=== EXERCISE TASK ===
Arrange the rows as a numbered list, starting at the line that contains "On this screenshot, the fog" and continuing through the final row, both included. Leave out any blank lines.

-- START DATA IN THIS EXERCISE --

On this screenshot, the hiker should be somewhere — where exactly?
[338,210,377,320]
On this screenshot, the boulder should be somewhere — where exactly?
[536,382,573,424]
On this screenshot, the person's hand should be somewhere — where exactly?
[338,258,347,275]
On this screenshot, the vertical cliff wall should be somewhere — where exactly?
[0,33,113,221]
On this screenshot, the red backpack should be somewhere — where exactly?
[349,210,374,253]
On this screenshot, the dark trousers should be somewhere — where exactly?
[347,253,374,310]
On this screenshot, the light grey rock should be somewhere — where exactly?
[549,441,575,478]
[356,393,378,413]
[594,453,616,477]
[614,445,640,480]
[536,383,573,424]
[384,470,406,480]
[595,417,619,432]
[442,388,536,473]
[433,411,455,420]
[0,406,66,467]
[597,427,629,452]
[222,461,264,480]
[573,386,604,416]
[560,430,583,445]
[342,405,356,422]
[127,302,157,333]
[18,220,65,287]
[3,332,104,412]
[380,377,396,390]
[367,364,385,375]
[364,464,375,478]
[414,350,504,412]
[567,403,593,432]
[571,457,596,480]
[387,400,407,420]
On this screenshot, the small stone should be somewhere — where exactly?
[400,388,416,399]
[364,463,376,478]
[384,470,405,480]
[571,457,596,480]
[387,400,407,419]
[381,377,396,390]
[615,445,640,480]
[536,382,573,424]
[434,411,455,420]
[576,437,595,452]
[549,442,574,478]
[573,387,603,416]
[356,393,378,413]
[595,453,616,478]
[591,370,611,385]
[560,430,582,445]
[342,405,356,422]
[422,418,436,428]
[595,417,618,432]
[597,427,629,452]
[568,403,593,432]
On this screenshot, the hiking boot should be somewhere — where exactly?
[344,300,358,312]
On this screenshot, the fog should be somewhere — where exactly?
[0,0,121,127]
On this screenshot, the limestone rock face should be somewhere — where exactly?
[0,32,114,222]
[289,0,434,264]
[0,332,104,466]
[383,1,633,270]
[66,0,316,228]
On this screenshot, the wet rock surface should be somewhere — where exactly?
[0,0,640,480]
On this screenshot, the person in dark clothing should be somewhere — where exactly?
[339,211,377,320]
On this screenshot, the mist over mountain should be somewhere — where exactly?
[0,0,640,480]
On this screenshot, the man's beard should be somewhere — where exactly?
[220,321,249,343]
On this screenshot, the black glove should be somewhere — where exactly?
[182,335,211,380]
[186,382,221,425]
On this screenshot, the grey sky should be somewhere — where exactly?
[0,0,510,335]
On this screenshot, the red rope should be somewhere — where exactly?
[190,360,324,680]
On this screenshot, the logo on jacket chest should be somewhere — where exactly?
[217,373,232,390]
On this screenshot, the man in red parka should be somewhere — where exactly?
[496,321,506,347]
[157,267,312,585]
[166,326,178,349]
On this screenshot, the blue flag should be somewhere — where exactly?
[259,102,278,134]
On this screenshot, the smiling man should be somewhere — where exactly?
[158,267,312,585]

-- END DATA IN THIS EXERCISE --

=== ANSWER TO THIS TASK ===
1. On this screenshot, the fog should be somewhere — where exactly?
2. [0,0,121,127]
3. On this screenshot, the limestone rock face should be somewhere — where exactly?
4. [0,32,114,222]
5. [289,0,434,264]
6. [0,332,104,466]
7. [383,1,633,270]
8. [66,0,316,228]
9. On this screenshot, the wet rock surface should be somewhere — where exactly?
10. [0,0,640,480]
11. On this screenshot, the person in dark clothing should be somewhere — where exactly?
12. [339,211,377,320]
13. On this screenshot, the mist over mountain should be somewhere — where exactly?
14. [0,0,640,480]
15. On this screenshot, the man's beard should be somewhere — where exactly?
16. [220,321,249,343]
17. On this screenshot, the black glove should be somewhere — where exactly?
18. [182,335,211,380]
19. [186,382,221,425]
20. On this screenshot, the grey sky should be somewhere — where exactly?
21. [0,0,510,335]
22. On this screenshot, the red rope should be somewhere — where exactly?
23. [190,360,324,680]
24. On this screenshot, the logo on jacket chest should be somewhere — where exactly?
25. [217,373,232,390]
26. On this screenshot, the man in red parka should be somewhere — where exactly?
27. [496,321,506,347]
28. [157,267,312,585]
29. [166,326,178,349]
30. On this screenshot, the blue flag should be somewhere — where exactly?
31. [259,102,278,134]
32. On this screenshot, the smiling man should be somewhere — where exactly?
33. [158,267,312,585]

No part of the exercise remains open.